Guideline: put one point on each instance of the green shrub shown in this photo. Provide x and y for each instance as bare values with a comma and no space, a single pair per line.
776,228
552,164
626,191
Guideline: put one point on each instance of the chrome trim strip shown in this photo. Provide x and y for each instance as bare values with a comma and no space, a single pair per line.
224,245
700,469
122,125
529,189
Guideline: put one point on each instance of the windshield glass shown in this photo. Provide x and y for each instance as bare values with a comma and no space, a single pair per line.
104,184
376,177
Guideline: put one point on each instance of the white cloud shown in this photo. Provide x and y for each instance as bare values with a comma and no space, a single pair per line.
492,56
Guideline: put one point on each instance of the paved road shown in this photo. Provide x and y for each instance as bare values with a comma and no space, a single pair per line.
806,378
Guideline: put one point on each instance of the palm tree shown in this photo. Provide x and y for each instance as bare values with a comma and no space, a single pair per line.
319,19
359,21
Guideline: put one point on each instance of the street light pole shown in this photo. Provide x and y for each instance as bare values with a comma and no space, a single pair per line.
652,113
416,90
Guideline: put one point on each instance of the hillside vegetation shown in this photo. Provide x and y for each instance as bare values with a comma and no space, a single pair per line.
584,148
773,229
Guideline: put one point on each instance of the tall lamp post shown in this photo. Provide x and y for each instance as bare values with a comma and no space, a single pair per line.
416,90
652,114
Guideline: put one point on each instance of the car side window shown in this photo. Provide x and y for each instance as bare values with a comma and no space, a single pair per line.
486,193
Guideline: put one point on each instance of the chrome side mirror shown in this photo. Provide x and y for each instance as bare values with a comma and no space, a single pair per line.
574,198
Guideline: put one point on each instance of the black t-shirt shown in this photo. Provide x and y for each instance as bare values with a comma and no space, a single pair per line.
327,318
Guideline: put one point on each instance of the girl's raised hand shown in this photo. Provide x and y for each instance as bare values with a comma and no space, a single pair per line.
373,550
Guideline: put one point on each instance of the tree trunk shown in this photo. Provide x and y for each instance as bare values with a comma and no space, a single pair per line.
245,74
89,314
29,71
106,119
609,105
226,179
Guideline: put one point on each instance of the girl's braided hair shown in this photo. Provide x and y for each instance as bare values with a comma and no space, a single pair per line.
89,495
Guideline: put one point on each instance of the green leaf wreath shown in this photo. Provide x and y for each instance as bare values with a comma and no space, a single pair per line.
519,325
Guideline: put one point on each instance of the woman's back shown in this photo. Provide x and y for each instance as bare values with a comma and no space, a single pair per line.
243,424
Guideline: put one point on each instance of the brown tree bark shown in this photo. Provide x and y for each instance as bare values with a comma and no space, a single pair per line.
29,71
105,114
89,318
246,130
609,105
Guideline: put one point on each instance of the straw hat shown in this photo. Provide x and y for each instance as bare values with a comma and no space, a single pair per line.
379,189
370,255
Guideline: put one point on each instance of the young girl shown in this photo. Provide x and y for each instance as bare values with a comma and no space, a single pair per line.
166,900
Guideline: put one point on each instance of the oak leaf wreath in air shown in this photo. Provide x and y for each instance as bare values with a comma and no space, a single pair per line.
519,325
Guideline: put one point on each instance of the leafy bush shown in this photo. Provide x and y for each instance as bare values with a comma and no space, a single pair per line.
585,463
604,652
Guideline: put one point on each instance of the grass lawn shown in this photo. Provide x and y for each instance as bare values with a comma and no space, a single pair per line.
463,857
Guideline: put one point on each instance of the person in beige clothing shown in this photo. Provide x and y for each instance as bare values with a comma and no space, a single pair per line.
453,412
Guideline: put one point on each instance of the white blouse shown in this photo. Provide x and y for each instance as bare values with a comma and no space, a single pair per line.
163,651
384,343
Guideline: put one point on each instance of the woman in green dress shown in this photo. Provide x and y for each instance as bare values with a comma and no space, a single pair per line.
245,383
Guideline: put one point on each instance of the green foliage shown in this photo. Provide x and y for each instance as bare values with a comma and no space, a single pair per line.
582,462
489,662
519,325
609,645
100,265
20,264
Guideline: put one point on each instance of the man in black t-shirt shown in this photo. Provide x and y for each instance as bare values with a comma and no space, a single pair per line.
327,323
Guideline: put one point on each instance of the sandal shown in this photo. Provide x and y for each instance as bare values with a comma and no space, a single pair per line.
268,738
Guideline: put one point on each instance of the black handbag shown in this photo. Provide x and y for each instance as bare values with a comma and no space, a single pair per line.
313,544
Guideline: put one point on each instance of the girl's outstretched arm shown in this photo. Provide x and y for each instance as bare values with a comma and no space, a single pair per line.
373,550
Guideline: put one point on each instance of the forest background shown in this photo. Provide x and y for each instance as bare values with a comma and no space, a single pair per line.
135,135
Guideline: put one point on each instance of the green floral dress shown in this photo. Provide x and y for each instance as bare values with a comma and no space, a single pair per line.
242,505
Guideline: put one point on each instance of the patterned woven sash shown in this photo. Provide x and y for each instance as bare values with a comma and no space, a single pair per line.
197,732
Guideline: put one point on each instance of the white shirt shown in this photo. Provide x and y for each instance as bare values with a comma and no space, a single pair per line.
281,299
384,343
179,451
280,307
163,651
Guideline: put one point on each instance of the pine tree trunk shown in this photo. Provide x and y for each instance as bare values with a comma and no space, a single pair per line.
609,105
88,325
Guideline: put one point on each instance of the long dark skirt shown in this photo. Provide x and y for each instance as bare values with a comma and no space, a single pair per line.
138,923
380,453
----
Exercise – Output each line of the records above as a Markdown table with the columns Row and Text, numbering the rows in order and omitting any blank lines.

Solution to this task –
| Row | Text |
|---|---|
| 1 | Guideline: put one point on each instance of the green shrub shown in this photo. Provide x and y for each instance as bare values with a comma and no space, a single pair per line. |
| 2 | 776,228 |
| 3 | 552,164 |
| 4 | 626,191 |
| 5 | Guideline: put one point on each instance of the chrome trim strip shown in this photo. Provide x and y for each instance as bare values with a comma and no space, a single pair per line. |
| 6 | 224,245 |
| 7 | 700,469 |
| 8 | 122,125 |
| 9 | 529,189 |
| 10 | Guideline: put one point on each instance of the windshield glass shown in this photo. Provide x and y for each instance as bare values with a comma and no space, a single pair per line. |
| 11 | 104,184 |
| 12 | 376,177 |
| 13 | Guideline: put one point on each instance of the white cloud shown in this photo. Provide x and y for each instance as bare values with a comma and no space, a single pair per line. |
| 14 | 492,56 |
| 15 | Guideline: put one point on each instance of the paved road shown in this photo. Provide x and y for each instance as bare values with a comma and no space, a single pair per line. |
| 16 | 806,378 |
| 17 | Guideline: put one point on each instance of the palm tree shown in this photo. Provide x and y for each instance as bare values with a comma and no space, a single pair per line. |
| 18 | 319,19 |
| 19 | 359,21 |
| 20 | Guideline: put one point on each instance of the street light pole shown in this photo. Provide x and y for each instance as bare values with a comma and no space, a single pair per line. |
| 21 | 652,113 |
| 22 | 416,90 |
| 23 | Guideline: put one point on each instance of the hillside vegetation shown in this photo. Provide x and y for each instance as bare values with a comma and no space, a single pair per line. |
| 24 | 584,148 |
| 25 | 773,229 |
| 26 | Guideline: put one point on each instance of the tall lamp post shown in this photo. Provide x and y for each instance as bare values with a comma and no space, a single pair per line. |
| 27 | 416,90 |
| 28 | 652,114 |
| 29 | Guideline: put one point on each instance of the car side window shown in this photo. Provide x and y for each instance as bare values with a comma and no space, a single pair per line. |
| 30 | 486,193 |
| 31 | Guideline: put one point on each instance of the chrome side mirror shown in this photo. Provide x and y for each instance as bare values with a comma and no space, a single pair per line. |
| 32 | 574,198 |
| 33 | Guideline: put one point on each instance of the black t-shirt shown in this photo. Provide x and y for each instance as bare values with a comma and no space, a single pair per line. |
| 34 | 327,318 |
| 35 | Guideline: put one point on each instance of the girl's raised hand shown in this photo. Provide x and y for each instance as bare values with a comma and no space, a single pair per line. |
| 36 | 373,550 |
| 37 | Guideline: put one point on each instance of the tree trunk shown in this photo. Provide x and y for each instance as bare values with a comma and no space, a single pair per line. |
| 38 | 245,74 |
| 39 | 89,314 |
| 40 | 29,71 |
| 41 | 106,119 |
| 42 | 609,105 |
| 43 | 226,179 |
| 44 | Guideline: put one point on each instance of the girl's braided hair shown in this photo. Provide x and y for each instance as bare values with a comma and no space, a single pair per line. |
| 45 | 89,495 |
| 46 | Guideline: put one point on each instance of the green leaf wreath shown in this photo. Provide x and y for each instance as bare values with a comma and no space, a single pair per line. |
| 47 | 519,325 |
| 48 | Guideline: put one point on each instance of the woman's back shown in this photo. Provide x and y for each instance as bare values with a comma and no space, a single pair per line. |
| 49 | 243,424 |
| 50 | Guideline: put one point on each instance of the brown tree bark shown in this photo. Provide x and y for each instance as bare values with a comma and no space, a single pair per line. |
| 51 | 29,71 |
| 52 | 105,114 |
| 53 | 89,318 |
| 54 | 246,130 |
| 55 | 609,105 |
| 56 | Guideline: put one point on each instance of the straw hat shown in this photo. Provide x and y for each instance as bare values with a comma and no space, a single pair per line. |
| 57 | 379,189 |
| 58 | 370,255 |
| 59 | Guideline: put one point on each instance of the young girl shown in this photo. Provide x and y for each instance as bare values with a comma and no space, a single pair per line. |
| 60 | 166,900 |
| 61 | Guideline: put one point on each instance of the oak leaf wreath in air shown in this photo. Provide x and y for each instance as bare values with a comma and no space, a single pair per line. |
| 62 | 519,325 |
| 63 | Guideline: put one point on each instance of the leafy bush shown in this photo. Provide x and y for each instance as bare values with a comma and no space, a single pair per line. |
| 64 | 585,463 |
| 65 | 604,652 |
| 66 | Guideline: put one point on each instance of the grass lawn shown in this photo. Provide x and y for each instance as bare values with a comma and no space, a single pair per line. |
| 67 | 463,857 |
| 68 | Guideline: put one point on each instance of the person in beige clothing shown in this photo. Provide x and y for each instance as bare values with a comma and no space, a single pair per line. |
| 69 | 453,412 |
| 70 | Guideline: put one point on each instance of the white blouse shown in this photo. Provide x and y for each instance as bare values with a comma and no space, a single pair per line. |
| 71 | 163,651 |
| 72 | 384,343 |
| 73 | Guideline: put one point on each instance of the woman in green dress shown in this photo. Provide x and y for each instance as bare values with a comma and no space, a single pair per line. |
| 74 | 245,383 |
| 75 | Guideline: put one point on each instance of the green foliage shown in this photo. Provide x and y for each instance as bare values with a comma and no space, a single pair per line. |
| 76 | 582,462 |
| 77 | 489,662 |
| 78 | 519,325 |
| 79 | 609,645 |
| 80 | 100,265 |
| 81 | 20,264 |
| 82 | Guideline: put one point on each instance of the man in black t-shirt shown in this photo. Provide x and y for each instance as bare values with a comma and no space, a single pair per line. |
| 83 | 327,323 |
| 84 | Guideline: put one point on each instance of the sandal shown in this photo. Provide x and y for each instance as bare values with a comma and no space, a single pair per line. |
| 85 | 268,738 |
| 86 | Guideline: put one point on each instance of the black handbag shown in this photo. Provide x and y for each instance as bare values with a comma and no space, a single pair per line. |
| 87 | 313,544 |
| 88 | Guideline: put one point on each instance of the girl's outstretched arm shown in this photo. Provide x and y for each instance as bare values with a comma and no space, a single pair per line. |
| 89 | 373,550 |
| 90 | Guideline: put one point on each instance of the forest background shown in this photo. Provide x and y for each instance as bare values with a comma and no space, a single pair per line. |
| 91 | 135,135 |
| 92 | Guideline: put one point on each instance of the green floral dress shown in this photo. Provide x and y for each instance as bare values with a comma and no space, a single pair per line. |
| 93 | 242,505 |
| 94 | Guideline: put one point on each instance of the patterned woven sash shown in this photo. Provide x and y for each instance as bare values with a comma and no space, a single pair per line. |
| 95 | 197,732 |
| 96 | Guideline: put one point on each instance of the white shirt shown in this photo. Provide x and y for each instance as bare values with a comma and no space, a single pair per line. |
| 97 | 281,299 |
| 98 | 384,343 |
| 99 | 179,451 |
| 100 | 280,307 |
| 101 | 163,651 |
| 102 | Guideline: put one point on each instance of the pine tree trunk shown in this photo. Provide x and y for each instance as bare values with a comma and no space, a single pair per line. |
| 103 | 609,105 |
| 104 | 88,325 |
| 105 | Guideline: put one point on each instance of the long dark skirt shown in this photo. Provide x and y for each instance as bare values with a comma and no space, a single pair per line. |
| 106 | 138,923 |
| 107 | 380,453 |